_TASK ITEM_.
This task calls for copying each line below that contains "instance".

_DATA SHOWN_.
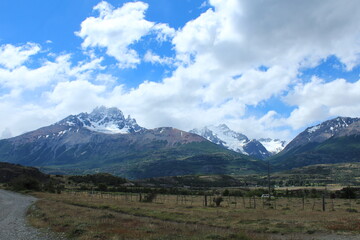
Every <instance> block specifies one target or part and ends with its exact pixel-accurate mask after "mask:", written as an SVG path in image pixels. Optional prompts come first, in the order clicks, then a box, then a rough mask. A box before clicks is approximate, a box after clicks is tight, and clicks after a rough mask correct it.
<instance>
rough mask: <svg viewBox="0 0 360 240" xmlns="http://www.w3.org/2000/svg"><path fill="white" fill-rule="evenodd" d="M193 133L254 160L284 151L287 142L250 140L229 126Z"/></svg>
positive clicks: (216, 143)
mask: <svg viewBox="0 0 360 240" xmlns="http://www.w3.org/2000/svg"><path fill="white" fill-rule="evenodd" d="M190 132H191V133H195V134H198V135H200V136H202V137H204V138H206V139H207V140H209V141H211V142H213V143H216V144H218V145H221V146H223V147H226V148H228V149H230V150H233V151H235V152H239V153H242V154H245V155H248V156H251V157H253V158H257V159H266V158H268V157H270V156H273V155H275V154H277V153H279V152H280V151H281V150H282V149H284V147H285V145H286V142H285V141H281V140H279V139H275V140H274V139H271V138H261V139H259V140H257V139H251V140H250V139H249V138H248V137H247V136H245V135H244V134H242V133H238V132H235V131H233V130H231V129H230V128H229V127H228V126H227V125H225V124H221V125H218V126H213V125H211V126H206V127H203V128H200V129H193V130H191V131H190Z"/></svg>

_RESPONSE TO THIS EXERCISE_.
Every <instance> block specifies one target or part and ends with its exact pixel-accurate mask after "mask:", written as an SVG path in image pixels. Optional prompts come first, in the order clicks, then a box, then a rough mask. A box before clicks is approximate, a box after clicks is tight, and clicks after a rough mask correct it.
<instance>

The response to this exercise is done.